WHAT IS BEING ASKED:
Your answer should repeat every record verbatim.

Stored items
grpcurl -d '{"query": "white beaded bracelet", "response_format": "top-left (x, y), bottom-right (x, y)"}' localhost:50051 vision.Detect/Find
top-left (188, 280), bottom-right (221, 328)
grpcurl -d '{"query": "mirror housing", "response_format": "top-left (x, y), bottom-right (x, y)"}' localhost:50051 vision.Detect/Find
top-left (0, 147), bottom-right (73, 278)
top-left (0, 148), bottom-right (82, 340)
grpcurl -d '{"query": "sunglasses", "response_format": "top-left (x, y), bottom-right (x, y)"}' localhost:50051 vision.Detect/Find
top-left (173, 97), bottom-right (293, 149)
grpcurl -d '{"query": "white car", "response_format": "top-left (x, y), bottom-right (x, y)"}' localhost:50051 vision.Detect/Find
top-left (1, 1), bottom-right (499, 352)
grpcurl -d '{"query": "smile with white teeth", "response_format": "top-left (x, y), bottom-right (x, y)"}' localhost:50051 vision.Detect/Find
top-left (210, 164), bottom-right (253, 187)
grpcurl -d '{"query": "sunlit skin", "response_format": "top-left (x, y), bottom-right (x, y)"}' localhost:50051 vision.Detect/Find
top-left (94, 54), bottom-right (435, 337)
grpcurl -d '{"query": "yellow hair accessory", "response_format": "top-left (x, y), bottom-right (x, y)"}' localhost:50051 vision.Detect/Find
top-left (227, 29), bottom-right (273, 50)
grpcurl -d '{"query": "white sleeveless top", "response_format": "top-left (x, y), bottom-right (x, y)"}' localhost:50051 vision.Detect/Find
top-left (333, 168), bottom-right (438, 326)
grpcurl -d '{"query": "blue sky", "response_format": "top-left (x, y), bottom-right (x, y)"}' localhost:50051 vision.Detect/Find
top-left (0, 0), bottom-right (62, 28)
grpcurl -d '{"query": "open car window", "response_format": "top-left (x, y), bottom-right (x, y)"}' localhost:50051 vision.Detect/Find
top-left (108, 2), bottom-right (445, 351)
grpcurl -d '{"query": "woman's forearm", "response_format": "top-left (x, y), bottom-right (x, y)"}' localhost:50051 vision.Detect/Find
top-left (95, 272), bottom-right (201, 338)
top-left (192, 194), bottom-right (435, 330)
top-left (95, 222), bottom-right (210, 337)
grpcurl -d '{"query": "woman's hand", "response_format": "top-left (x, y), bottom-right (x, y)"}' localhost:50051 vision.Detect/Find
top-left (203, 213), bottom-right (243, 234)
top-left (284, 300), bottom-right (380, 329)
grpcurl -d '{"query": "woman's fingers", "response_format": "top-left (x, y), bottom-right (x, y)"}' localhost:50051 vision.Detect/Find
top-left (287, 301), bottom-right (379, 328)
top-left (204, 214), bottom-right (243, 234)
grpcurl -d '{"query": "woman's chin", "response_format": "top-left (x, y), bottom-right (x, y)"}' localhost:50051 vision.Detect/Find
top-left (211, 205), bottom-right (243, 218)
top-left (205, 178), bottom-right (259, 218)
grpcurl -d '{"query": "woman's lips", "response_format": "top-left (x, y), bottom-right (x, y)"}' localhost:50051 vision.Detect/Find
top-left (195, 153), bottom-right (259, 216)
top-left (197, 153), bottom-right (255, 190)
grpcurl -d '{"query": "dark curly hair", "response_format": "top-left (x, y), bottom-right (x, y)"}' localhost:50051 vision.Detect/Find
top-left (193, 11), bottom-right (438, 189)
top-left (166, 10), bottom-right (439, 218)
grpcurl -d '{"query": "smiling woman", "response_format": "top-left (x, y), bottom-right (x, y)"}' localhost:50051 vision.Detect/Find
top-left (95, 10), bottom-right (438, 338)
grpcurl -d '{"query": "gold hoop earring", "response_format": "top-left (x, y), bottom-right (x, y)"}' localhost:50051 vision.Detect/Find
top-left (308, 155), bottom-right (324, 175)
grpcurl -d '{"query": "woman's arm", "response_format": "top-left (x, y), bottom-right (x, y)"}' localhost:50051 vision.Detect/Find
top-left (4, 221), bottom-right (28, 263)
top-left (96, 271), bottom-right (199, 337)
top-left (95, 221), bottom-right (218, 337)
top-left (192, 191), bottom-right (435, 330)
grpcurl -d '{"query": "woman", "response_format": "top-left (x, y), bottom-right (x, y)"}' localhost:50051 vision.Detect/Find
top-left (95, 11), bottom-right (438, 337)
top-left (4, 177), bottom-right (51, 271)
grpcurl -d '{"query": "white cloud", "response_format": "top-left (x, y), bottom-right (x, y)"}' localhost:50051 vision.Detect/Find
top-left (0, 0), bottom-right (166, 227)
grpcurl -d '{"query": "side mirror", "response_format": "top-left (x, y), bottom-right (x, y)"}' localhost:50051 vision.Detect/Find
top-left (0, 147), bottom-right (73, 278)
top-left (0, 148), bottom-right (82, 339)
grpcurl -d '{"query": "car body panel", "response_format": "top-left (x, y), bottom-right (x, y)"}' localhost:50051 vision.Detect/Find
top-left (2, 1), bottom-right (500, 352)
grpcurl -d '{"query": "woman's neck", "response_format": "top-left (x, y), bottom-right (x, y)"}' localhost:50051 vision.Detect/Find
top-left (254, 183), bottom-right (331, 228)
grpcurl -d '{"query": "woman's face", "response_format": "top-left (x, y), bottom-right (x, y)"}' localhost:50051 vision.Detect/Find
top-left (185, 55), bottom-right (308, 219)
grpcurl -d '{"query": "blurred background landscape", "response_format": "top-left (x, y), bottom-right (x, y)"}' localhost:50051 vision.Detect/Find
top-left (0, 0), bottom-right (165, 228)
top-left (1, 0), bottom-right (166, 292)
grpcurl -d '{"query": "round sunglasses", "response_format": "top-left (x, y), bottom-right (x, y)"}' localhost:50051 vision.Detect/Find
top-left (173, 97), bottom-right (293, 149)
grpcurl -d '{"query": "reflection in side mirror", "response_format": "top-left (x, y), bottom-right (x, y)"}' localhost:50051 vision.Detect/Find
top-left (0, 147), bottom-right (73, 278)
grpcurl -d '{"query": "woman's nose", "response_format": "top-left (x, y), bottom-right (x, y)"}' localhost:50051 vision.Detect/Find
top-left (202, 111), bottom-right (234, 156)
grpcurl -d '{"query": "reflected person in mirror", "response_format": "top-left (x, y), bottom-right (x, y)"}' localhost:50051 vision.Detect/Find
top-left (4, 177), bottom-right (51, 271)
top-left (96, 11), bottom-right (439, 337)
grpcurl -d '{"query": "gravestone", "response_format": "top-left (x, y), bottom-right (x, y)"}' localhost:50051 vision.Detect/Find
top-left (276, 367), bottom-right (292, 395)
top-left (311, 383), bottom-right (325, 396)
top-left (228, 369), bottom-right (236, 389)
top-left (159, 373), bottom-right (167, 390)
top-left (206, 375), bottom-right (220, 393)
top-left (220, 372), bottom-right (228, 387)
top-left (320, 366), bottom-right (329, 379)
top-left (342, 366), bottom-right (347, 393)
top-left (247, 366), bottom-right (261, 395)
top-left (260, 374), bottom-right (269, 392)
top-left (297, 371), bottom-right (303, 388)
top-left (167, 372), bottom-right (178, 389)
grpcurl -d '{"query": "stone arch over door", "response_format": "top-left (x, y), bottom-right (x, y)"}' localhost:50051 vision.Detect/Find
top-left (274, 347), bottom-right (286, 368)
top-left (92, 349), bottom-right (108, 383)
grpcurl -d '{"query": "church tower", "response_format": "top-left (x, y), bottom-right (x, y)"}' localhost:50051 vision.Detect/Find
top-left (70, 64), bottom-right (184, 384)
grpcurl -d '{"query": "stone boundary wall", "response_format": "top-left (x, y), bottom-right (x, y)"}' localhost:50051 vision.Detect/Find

ANSWER BOX:
grpcurl -d '{"query": "white beaded bracelet", "response_format": "top-left (x, y), bottom-right (x, y)"}' localhost:50051 vision.Detect/Find
top-left (188, 280), bottom-right (221, 328)
grpcurl -d '{"query": "mirror housing", "response_format": "top-left (x, y), bottom-right (x, y)"}' localhost:50051 vision.Detect/Find
top-left (0, 147), bottom-right (73, 278)
top-left (0, 148), bottom-right (82, 340)
grpcurl -d '{"query": "sunglasses", "response_format": "top-left (x, y), bottom-right (x, y)"}' localhost:50051 vision.Detect/Find
top-left (173, 97), bottom-right (293, 149)
grpcurl -d '{"query": "white car", "response_format": "top-left (x, y), bottom-right (x, y)"}' localhost:50051 vision.Detect/Find
top-left (1, 1), bottom-right (499, 352)
grpcurl -d '{"query": "smile with white teeth", "response_format": "top-left (x, y), bottom-right (x, y)"}' localhost:50051 vision.Detect/Find
top-left (210, 164), bottom-right (253, 187)
grpcurl -d '{"query": "sunlit skin", "response_format": "top-left (x, y), bottom-right (x, y)"}' localhost:50051 vision.Detect/Find
top-left (94, 54), bottom-right (435, 337)
grpcurl -d '{"query": "yellow hair accessory", "response_format": "top-left (x, y), bottom-right (x, y)"}' localhost:50051 vision.Detect/Find
top-left (227, 29), bottom-right (273, 50)
grpcurl -d '{"query": "white sleeveless top", "response_format": "top-left (x, y), bottom-right (x, y)"}' localhost:50051 vision.Detect/Find
top-left (333, 168), bottom-right (438, 326)
grpcurl -d '{"query": "blue sky", "response_format": "top-left (x, y), bottom-right (x, y)"}' localhost:50051 vision.Detect/Find
top-left (0, 0), bottom-right (62, 28)
grpcurl -d '{"query": "open car window", "response_format": "top-left (x, y), bottom-right (x, y)"}' localhost:50051 vision.Detect/Find
top-left (108, 2), bottom-right (445, 351)
grpcurl -d '{"query": "woman's forearm", "response_format": "top-left (x, y), bottom-right (x, y)"}' localhost:50051 vision.Detect/Find
top-left (95, 272), bottom-right (201, 338)
top-left (192, 194), bottom-right (435, 330)
top-left (95, 222), bottom-right (210, 337)
grpcurl -d '{"query": "woman's hand", "response_format": "top-left (x, y), bottom-right (x, y)"}' localhost:50051 vision.Detect/Find
top-left (203, 213), bottom-right (243, 234)
top-left (284, 300), bottom-right (380, 329)
grpcurl -d '{"query": "woman's fingers", "response_format": "top-left (x, y), bottom-right (x, y)"}' localhost:50051 vision.Detect/Find
top-left (287, 301), bottom-right (379, 328)
top-left (204, 214), bottom-right (243, 234)
grpcurl -d '{"query": "woman's chin", "response_format": "top-left (x, y), bottom-right (x, y)"}' localhost:50051 vision.Detect/Find
top-left (211, 205), bottom-right (243, 218)
top-left (205, 178), bottom-right (259, 218)
grpcurl -d '{"query": "woman's lips", "response_format": "top-left (x, y), bottom-right (x, y)"}' localhost:50051 vision.Detect/Find
top-left (195, 153), bottom-right (259, 216)
top-left (197, 153), bottom-right (255, 190)
grpcurl -d '{"query": "dark curly hair", "response_format": "top-left (x, y), bottom-right (x, y)"}' localhost:50051 vision.Detect/Find
top-left (193, 11), bottom-right (438, 189)
top-left (166, 10), bottom-right (439, 218)
grpcurl -d '{"query": "smiling woman", "response_format": "top-left (x, y), bottom-right (x, y)"}' localhost:50051 vision.Detect/Find
top-left (95, 10), bottom-right (438, 338)
grpcurl -d '{"query": "gold hoop earring", "response_format": "top-left (x, y), bottom-right (x, y)"}' localhost:50051 vision.Detect/Find
top-left (308, 155), bottom-right (324, 175)
grpcurl -d '{"query": "woman's arm", "response_format": "top-left (x, y), bottom-right (x, y)"}' localhost:50051 vision.Detect/Find
top-left (4, 221), bottom-right (28, 263)
top-left (96, 271), bottom-right (199, 337)
top-left (95, 221), bottom-right (218, 337)
top-left (192, 191), bottom-right (435, 330)
grpcurl -d '{"query": "woman", "response_format": "top-left (x, y), bottom-right (x, y)"}' localhost:50051 vision.Detect/Find
top-left (95, 11), bottom-right (438, 337)
top-left (4, 177), bottom-right (51, 271)
grpcurl -d '{"query": "white cloud", "response_format": "top-left (x, y), bottom-right (x, y)"}' localhost:50051 vision.Detect/Find
top-left (0, 0), bottom-right (166, 227)
grpcurl -d '{"query": "side mirror", "response_format": "top-left (x, y), bottom-right (x, y)"}' localhost:50051 vision.Detect/Find
top-left (0, 147), bottom-right (73, 278)
top-left (0, 148), bottom-right (82, 339)
grpcurl -d '{"query": "car body panel", "response_format": "top-left (x, y), bottom-right (x, y)"}' localhost:50051 vision.Detect/Find
top-left (2, 1), bottom-right (500, 352)
grpcurl -d '{"query": "woman's neck", "response_format": "top-left (x, y), bottom-right (x, y)"}' localhost:50051 vision.Detect/Find
top-left (254, 183), bottom-right (331, 228)
grpcurl -d '{"query": "woman's face", "response_format": "top-left (x, y), bottom-right (x, y)"}' localhost:50051 vision.Detect/Find
top-left (185, 55), bottom-right (308, 219)
grpcurl -d '{"query": "blurred background landscape", "response_format": "top-left (x, y), bottom-right (x, y)"}' localhost:50051 vision.Detect/Find
top-left (0, 0), bottom-right (165, 228)
top-left (1, 0), bottom-right (166, 292)
grpcurl -d '{"query": "round sunglasses", "response_format": "top-left (x, y), bottom-right (x, y)"}' localhost:50051 vision.Detect/Find
top-left (173, 97), bottom-right (293, 149)
grpcurl -d '{"query": "reflection in side mirror", "response_format": "top-left (x, y), bottom-right (x, y)"}' localhost:50051 vision.Detect/Find
top-left (0, 147), bottom-right (73, 278)
grpcurl -d '{"query": "woman's nose", "response_format": "top-left (x, y), bottom-right (x, y)"}' localhost:50051 vision.Detect/Find
top-left (202, 111), bottom-right (234, 156)
grpcurl -d '{"query": "reflected person in mirror", "response_format": "top-left (x, y), bottom-right (x, y)"}' localhost:50051 vision.Detect/Find
top-left (4, 177), bottom-right (51, 271)
top-left (96, 11), bottom-right (439, 337)
grpcurl -d '{"query": "gravestone", "response_format": "top-left (x, y), bottom-right (x, y)"}' localhost:50051 vision.Detect/Find
top-left (276, 367), bottom-right (292, 395)
top-left (311, 383), bottom-right (325, 396)
top-left (228, 369), bottom-right (236, 389)
top-left (159, 373), bottom-right (167, 390)
top-left (206, 375), bottom-right (220, 393)
top-left (220, 372), bottom-right (228, 387)
top-left (320, 366), bottom-right (329, 379)
top-left (342, 366), bottom-right (347, 393)
top-left (247, 366), bottom-right (261, 395)
top-left (260, 374), bottom-right (269, 392)
top-left (297, 371), bottom-right (303, 388)
top-left (167, 372), bottom-right (178, 389)
grpcurl -d '{"query": "stone arch over door", "response_format": "top-left (x, y), bottom-right (x, y)"}' localhost:50051 vision.Detect/Find
top-left (274, 347), bottom-right (286, 368)
top-left (92, 349), bottom-right (108, 383)
grpcurl -d '{"query": "church tower", "response_format": "top-left (x, y), bottom-right (x, y)"}' localhost:50051 vision.Detect/Find
top-left (70, 64), bottom-right (184, 384)
grpcurl -d '{"query": "stone boundary wall", "response_format": "top-left (x, y), bottom-right (x, y)"}' localhost:50051 vision.Detect/Find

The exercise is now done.